Return only the count of lines in the listing below where the word "instance" appears.
== DATA SHOWN
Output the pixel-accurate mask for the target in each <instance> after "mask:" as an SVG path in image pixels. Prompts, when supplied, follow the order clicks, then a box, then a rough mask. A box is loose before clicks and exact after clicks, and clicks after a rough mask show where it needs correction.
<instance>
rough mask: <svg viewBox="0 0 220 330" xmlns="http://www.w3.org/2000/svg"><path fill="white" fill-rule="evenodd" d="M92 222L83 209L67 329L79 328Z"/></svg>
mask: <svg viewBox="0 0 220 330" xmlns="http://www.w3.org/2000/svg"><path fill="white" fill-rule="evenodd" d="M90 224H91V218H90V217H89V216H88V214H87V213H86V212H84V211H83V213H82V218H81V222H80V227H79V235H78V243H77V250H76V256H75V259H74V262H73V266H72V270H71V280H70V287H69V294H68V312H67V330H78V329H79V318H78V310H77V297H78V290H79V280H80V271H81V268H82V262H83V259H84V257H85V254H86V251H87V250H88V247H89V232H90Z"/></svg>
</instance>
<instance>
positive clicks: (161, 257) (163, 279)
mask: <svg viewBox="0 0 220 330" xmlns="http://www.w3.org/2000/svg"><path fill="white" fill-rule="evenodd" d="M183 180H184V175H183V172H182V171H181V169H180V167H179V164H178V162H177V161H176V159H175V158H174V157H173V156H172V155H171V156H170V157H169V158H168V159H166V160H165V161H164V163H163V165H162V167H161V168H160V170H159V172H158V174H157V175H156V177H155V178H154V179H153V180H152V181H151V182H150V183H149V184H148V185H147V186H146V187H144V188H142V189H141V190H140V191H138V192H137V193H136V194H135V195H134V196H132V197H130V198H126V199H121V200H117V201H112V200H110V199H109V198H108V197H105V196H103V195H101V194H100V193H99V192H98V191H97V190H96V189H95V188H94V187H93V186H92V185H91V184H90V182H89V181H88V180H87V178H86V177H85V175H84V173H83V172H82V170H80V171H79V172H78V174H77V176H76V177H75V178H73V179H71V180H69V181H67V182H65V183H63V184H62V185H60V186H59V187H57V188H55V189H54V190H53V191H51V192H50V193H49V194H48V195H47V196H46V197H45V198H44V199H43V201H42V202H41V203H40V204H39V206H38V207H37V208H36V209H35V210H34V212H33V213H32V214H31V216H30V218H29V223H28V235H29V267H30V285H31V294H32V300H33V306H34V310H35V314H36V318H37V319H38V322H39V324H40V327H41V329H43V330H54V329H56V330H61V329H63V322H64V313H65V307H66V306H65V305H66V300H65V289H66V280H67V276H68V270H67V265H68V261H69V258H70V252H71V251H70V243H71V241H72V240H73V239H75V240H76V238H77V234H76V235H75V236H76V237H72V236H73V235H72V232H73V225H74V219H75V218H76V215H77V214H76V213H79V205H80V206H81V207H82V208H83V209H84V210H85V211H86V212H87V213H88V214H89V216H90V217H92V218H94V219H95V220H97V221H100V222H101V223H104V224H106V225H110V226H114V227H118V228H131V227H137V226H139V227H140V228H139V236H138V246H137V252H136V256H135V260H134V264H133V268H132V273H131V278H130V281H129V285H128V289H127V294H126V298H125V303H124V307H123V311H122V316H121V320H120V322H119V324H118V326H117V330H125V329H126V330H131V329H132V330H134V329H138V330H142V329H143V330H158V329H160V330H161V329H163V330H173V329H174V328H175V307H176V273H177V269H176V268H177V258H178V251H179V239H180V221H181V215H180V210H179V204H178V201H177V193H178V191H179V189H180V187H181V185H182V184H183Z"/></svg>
====
EXERCISE ANSWER:
4